What is expected
Put the material into a two-column CSV with the headers text and answer, starting at the line that contains "the horse belly." and stopping after the line that contains "[[332, 198]]". Write one row for each item and its answer, with each value in its own quoted field and any line breaks turned into spaces.

Recorded data
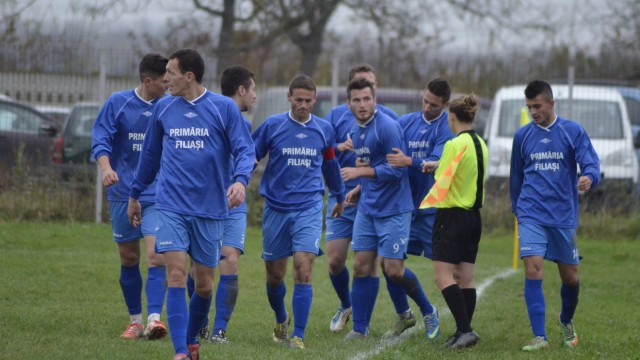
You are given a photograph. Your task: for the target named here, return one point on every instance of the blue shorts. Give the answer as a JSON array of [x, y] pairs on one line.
[[284, 233], [235, 227], [420, 235], [342, 226], [122, 230], [552, 243], [201, 238], [387, 235]]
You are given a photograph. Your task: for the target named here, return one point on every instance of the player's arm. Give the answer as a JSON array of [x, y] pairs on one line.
[[589, 162], [260, 141], [150, 157], [392, 138], [243, 151], [109, 176], [516, 175]]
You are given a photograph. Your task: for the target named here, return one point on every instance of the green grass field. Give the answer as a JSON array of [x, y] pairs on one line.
[[60, 299]]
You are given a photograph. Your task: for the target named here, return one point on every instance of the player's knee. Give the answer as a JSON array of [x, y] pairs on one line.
[[129, 259], [336, 265], [154, 259]]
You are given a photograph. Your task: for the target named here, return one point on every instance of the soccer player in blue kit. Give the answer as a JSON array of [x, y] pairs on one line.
[[300, 149], [340, 229], [425, 133], [116, 144], [384, 202], [544, 186], [238, 83], [187, 146]]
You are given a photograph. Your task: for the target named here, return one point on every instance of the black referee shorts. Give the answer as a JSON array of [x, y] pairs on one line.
[[456, 235]]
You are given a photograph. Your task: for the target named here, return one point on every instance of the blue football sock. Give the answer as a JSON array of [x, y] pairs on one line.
[[341, 285], [131, 285], [569, 295], [155, 289], [374, 287], [360, 296], [413, 288], [534, 298], [276, 300], [226, 297], [198, 311], [191, 286], [301, 302], [177, 315], [397, 294]]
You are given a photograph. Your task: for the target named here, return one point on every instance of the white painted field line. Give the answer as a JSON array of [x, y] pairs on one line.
[[388, 340]]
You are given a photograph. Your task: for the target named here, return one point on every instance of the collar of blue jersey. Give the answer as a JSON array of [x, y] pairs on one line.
[[368, 121], [194, 101], [434, 120], [550, 125], [135, 91], [303, 123]]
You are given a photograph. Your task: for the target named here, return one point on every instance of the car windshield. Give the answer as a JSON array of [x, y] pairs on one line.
[[633, 108], [81, 120], [600, 118]]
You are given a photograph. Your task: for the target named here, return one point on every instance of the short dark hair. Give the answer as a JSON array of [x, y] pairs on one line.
[[233, 77], [359, 84], [538, 87], [465, 107], [189, 60], [364, 67], [153, 66], [441, 88], [302, 82]]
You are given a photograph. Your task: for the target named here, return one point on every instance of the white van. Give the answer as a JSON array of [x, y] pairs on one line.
[[601, 111]]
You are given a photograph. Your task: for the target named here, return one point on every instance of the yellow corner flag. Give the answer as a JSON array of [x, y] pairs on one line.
[[524, 117], [441, 187]]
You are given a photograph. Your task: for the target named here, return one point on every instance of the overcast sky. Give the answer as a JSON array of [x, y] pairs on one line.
[[469, 36]]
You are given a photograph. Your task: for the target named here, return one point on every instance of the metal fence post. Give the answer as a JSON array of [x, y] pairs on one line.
[[101, 96]]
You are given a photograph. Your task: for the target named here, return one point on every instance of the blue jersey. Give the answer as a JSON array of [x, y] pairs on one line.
[[342, 120], [544, 172], [388, 192], [188, 145], [299, 155], [425, 141], [242, 208], [118, 133]]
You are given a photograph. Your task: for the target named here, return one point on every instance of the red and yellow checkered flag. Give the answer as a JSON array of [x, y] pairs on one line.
[[441, 187]]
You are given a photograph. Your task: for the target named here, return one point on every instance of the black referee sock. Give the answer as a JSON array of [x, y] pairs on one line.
[[470, 301], [455, 300]]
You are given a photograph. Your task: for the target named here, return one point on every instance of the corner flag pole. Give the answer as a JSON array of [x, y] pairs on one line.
[[524, 120]]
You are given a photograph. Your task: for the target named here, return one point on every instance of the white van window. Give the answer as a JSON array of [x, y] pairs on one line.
[[601, 119]]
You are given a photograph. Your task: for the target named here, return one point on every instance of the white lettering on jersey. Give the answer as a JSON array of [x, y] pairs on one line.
[[298, 162], [192, 131], [419, 144], [547, 166], [300, 151], [190, 144], [136, 136], [547, 155]]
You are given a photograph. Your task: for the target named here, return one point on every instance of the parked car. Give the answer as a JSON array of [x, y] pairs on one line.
[[631, 97], [401, 101], [72, 148], [600, 110], [27, 133], [58, 113]]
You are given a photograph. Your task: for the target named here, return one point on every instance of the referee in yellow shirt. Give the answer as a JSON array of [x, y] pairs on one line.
[[457, 226]]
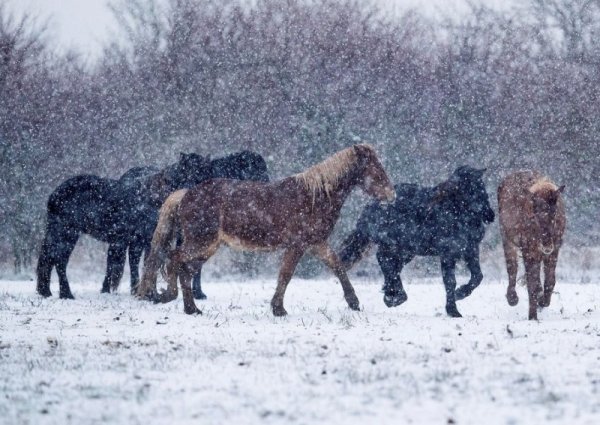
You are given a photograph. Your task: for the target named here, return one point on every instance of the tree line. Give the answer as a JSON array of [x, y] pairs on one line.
[[297, 80]]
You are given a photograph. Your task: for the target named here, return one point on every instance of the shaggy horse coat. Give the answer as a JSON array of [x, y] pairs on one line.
[[532, 220], [296, 214], [123, 212], [446, 221]]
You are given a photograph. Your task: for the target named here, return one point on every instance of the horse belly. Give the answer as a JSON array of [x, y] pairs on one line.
[[244, 244]]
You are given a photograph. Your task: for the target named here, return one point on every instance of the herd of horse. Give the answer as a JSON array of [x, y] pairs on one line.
[[179, 216]]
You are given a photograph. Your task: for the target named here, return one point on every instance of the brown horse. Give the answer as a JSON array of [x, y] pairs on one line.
[[296, 214], [532, 219]]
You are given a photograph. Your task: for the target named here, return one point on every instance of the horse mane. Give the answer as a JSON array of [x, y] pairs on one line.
[[325, 175], [544, 188]]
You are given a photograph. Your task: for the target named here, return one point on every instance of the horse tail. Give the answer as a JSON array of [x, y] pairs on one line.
[[164, 235], [354, 247]]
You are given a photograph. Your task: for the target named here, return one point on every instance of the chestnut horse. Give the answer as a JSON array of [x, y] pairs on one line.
[[532, 220], [296, 214]]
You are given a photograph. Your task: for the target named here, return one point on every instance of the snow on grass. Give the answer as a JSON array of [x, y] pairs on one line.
[[113, 359]]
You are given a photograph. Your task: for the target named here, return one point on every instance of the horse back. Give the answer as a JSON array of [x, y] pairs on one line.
[[253, 214]]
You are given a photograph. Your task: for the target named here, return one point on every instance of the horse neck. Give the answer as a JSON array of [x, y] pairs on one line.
[[332, 198]]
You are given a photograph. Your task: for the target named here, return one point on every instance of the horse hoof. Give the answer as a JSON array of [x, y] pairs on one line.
[[462, 293], [166, 297], [279, 311], [395, 299], [192, 310], [453, 313], [353, 303], [199, 295]]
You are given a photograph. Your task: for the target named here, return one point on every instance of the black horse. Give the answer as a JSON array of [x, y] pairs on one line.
[[446, 221], [123, 213]]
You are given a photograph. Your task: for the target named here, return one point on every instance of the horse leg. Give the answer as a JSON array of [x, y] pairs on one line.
[[197, 287], [115, 262], [48, 256], [512, 266], [135, 254], [549, 278], [290, 260], [64, 252], [472, 260], [391, 265], [185, 278], [448, 265], [532, 274], [171, 292], [331, 260]]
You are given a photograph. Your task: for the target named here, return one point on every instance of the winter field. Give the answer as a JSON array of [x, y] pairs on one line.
[[113, 359]]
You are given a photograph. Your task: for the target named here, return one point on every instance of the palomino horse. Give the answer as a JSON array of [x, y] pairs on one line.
[[297, 214], [532, 219], [447, 220]]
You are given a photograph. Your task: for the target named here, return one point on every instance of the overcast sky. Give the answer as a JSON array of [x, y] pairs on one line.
[[86, 24]]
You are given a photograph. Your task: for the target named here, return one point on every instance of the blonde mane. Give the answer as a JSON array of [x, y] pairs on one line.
[[325, 176], [543, 184]]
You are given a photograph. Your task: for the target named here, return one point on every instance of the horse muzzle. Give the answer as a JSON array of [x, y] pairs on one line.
[[389, 195]]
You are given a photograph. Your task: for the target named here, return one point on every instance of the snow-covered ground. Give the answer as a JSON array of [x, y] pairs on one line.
[[113, 359]]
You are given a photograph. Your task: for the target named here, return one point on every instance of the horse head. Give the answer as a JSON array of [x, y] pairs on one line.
[[373, 179], [466, 185]]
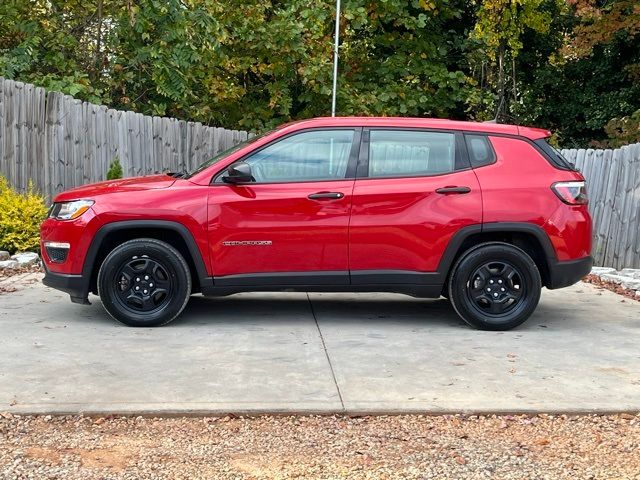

Exercise answer
text,answer
"You are given a photograph. Your task: for the target named here, return one point on every instance of the horse belly. Give the answer as a JSON array of [x, y] pairs on one line.","[[244, 244]]"
"You are given a photograph. Your task: for the target named here, return one point on every instance of the herd of horse. Give the answer as a JSON array of [x, y] pairs on one line.","[[179, 216]]"
"You are given a photograph. Your task: for the target named here, return one point on every instance of the brown horse. Give the answer as a JSON array of [x, y] pairs on one line.","[[296, 214], [532, 219]]"
"You are given a photograph. Your task: for the target named here, return one point on every instance of the horse mane. Give the answer as a JSON array of [x, y] pairs on one line.","[[325, 175], [544, 188]]"
"You are given a photograph. Your task: for the target named here, return one point on every instance of the horse tail. Give the answer as a JSON array of [x, y] pairs on one line.","[[164, 235], [354, 247]]"
"You are given a photograph. Your task: for the target named here, return one point on every instance of the chestnut horse. Give the answer as a JSON array of [x, y] pairs on one line.","[[532, 220], [296, 214]]"
"You are given a photograph. Your task: for the target named here, return one point on every instance of the snow on grass. Give the answer as a JSON array of [x, y] pairs on one line.","[[113, 359]]"
"You are given a photograph. Your task: for the target named here, return one point on every instance of the horse back. Give the answer as a JSON array of [x, y] pairs on one line.","[[253, 214]]"
"You are given a photograph. Your task: for the target named here, return one point on every instance of the horse neck. Give the answer as a JSON array of [x, y] pairs on one line.","[[332, 198]]"